• [Extrait à lire]
========
Exposé de Mme Marie-Claire Gousseau
Association pour la promotion de la langue française dans le monde du travail (IPTR)
J’avoue que ça nous fait très plaisir de parler de notre enquête devant Mme le Délégué général de la Langue française puisque c'est grâce à la Délégation que ce projet a pu être mis en chantier, alors qu’il était une très vieille intention de notre part.
Lorsqu'on évoquait tout à l'heure nos travaux en commun avec l'Université de Montréal, quand nous avons découvert certains procédés, je dirai d'ordre pédagogique pour redonner le goût de la langue aux adultes, spécialement les adultes en milieu professionnel, nous avions découvert qu'ils avaient procédé à des enquêtes très poussées et très prolongées pour essayer de savoir quels étaient les points de langue qui posent problème à l'adulte. Nous avions également participé à ce genre d’opération en Afrique francophone ; nous avions fait de modestes enquêtes avec nos petits moyens d’association pendant une dizaine d’années, jusqu'à ce que grâce à la Délégation générale à la langue française, nous avons pu donc lancer une enquête digne de ce nom.
========
• [Extrait de données]
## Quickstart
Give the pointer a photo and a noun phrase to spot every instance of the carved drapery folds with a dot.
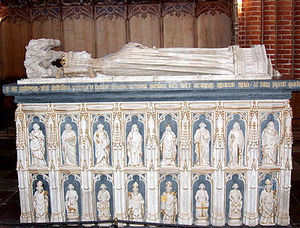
========
• [Consigne écrite 1] D'après l'exposé de Mme Gousseau, pendant combien de temps l'association a-t-elle mené de modestes enquêtes avec ses propres moyens ?
• [Consigne écrite 2] Transcrivez fidèlement le passage de l'exposé de Mme Gousseau qui commence par « J’avoue que ça » et se poursuit jusqu'à « de notre part. ».
• [Consigne écrite 3] Reprenez l'exposé de Mme Gousseau sur l'enquête à la suite de sa dernière phrase.
Les lignes forment un matériau indépendant de l'exposé de Mme Gousseau.

• [Réponse écrite 1] Pendant une dizaine d'années.

• [Réponse écrite 2]
J’avoue que ça nous fait très plaisir de parler de notre enquête devant Mme le Délégué général de la Langue française puisque c'est grâce à la Délégation que ce projet a pu être mis en chantier, alors qu’il était une très vieille intention de notre part.

• [Réponse écrite 3]
Cette enquête, appelée Elfe 2000, enquête sur la langue française écrite à la veille de l'an 2000, a voulu prendre une cible très particulière et un petit peu originale, nous l'espérons du moins, nous avons interrogé, presque par moitié, des étudiants et des professionnels. Et nous les avons choisis de même niveau de formation, les étudiants étant à Bac + 2 ou 3 généralement, et nous avons demandé aux entreprises de nous permettre de diffuser les questionnaires à travers le personnel ayant le même niveau de formation. Ce qui nous permettra de voir, puisque nous ne sommes pas encore dans la phase d’interprétation des travaux, s'il y a une évolution justement au bout de quelques années de pratique de la langue, ou si on a à peu près un phénomène de régularité, d’assimilation constante. Lorsqu’il s'est agi de savoir sur quoi nous allions porter nos efforts, nous avons bénéficié de la banque de données de l’Université de Montréal, qui avait fait une très longue recherche à partir de publications, de copies d’étudiants, de courriers du Québec et de France.
Pendant environ dix ans, nous avions mené notre propre enquête ; nous avions collecté des formes grâce à énormément de bonnes volontés qui s'étaient manifestées de tous côtés. Et on en a sélectionné 800 sur environ 2000 formes qui semblent être des difficultés du Français de France qui écrit.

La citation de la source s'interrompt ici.